OBIETTIVO DELL'ESERCIZIO
Ripeti fedelmente il passo del brano sulle beatitudini che inizia con "Il nostro calendario" e termina con "missionario indiano d’America.".

BRANO FORNITO
════════════════════

Giorno per giorno – 12 Giugno 2017

Carissimi,
“Vedendo le folle, Gesù salì sulla montagna e, messosi a sedere, gli si avvicinarono i suoi discepoli. Prendendo allora la parola, li ammaestrava dicendo: Beati i poveri in spirito, perché di essi è il regno dei cieli” (Mt 5, 1-3). Comincia così quello che potrebbe essere chiamato il “manifesto programmatico” di Gesù. Noi lo si è letto durante l’Eucaristia, con cui, stamattina, nella chácara di recupero, ci siamo congedati da Renato, giunto alla fine dei suoi nove mesi di trattamento. E il consiglio che abbiamo rivolto a lui e a noi è stato di fare nostra la “politica delle beatitudini”. Politica intesa come nostra maniera di essere e agire, come scelta dei valori sui cui plasmare la nostra vita. “Felici sono i poveri”: poveri lo siamo tutti, in una forma o nell’altra, ma, in questo caso, siamo invitati a guardare a chi è più povero di noi e a cospirare – che letteralmente significa “respirare assieme” – per far diventare vera questa felicità. “Felici coloro che piangono”: tutti noi, una volta o l’altra, abbiamo conosciuto, o fatto sperimentare ad altri il dolore e le lacrime: ebbene, è giunta l’ora di asciugarle, quelle lacrime, cambiando il pianto di quanti ci amano, e non soltanto il loro, in sorriso. Che è ciò che ha fatto Gesù. “Felici i miti”, che scelgono, anche in un mondo violento e prevaricatore, di rinunciare ad ogni tipo di violenza fisica, verbale, psicologica. “Felici coloro che hanno fame e sete di giustizia”: perché si uniscano in un grande progetto collettivo che restituisca la vita – e vita piena – a quanti ne sono stati priovati, dato che la giustizia solo “per me” non è che una forma in più di egoismo. “Felici i misericordiosi”, perché, così, saremo uguali a Dio che nutre amore materno, preoccupazione, cura tenera, con tutti. “Felici i puri”, dal cuore trasparente, che agiscono senza secondi fini, gratuitamente. “Felici i costruttori di pace”: non, però, della pace imposta da potenti e prepotenti, basata sulla paura dei vili e sull’indifferenza dei più. “Felici i perseguitati per causa della giustizia”: perché, facendo nostra questa causa, saremo come i profeti e come lo stesso figlio di Dio, che è giunto a dare la sua vita per noi. E porre la vita a servizio degli altri è la maniera che Dio ha di regnare. Fare nostro questo programma ci cambia la vita e aiuta a cambiare la storia.

Il nostro calendario ecumenico porta oggi le memorie di Medgar Wiley Evers, martire della lotta nonviolenta degli afroamericani, e di Enmegahbowh, primo prete e missionario indiano d’America.

════════════════════

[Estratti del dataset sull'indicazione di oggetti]
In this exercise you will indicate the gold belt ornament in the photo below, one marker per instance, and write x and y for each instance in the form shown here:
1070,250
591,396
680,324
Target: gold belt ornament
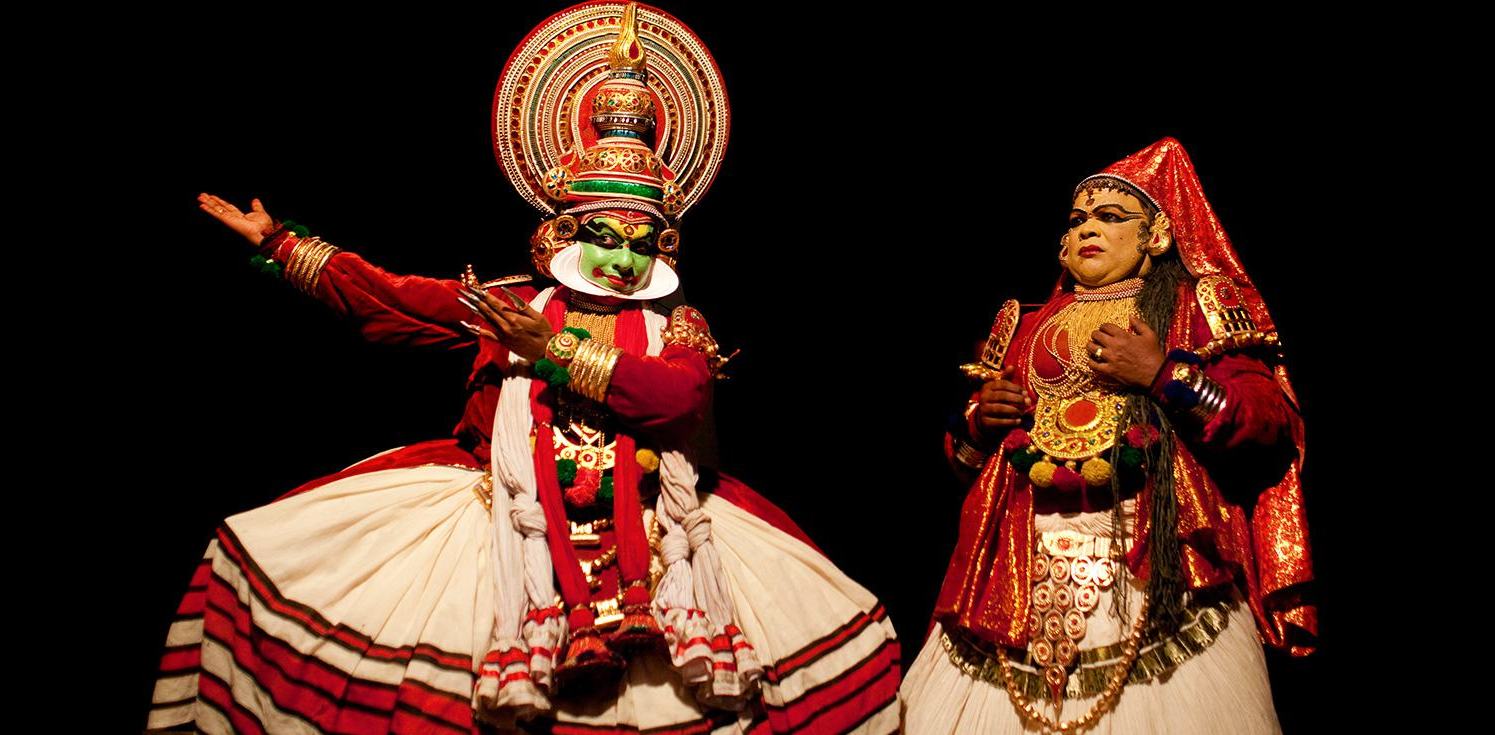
1202,626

════════════════════

RISPOSTA AL COMPITO
Il nostro calendario ecumenico porta oggi le memorie di Medgar Wiley Evers, martire della lotta nonviolenta degli afroamericani, e di Enmegahbowh, primo prete e missionario indiano d’America.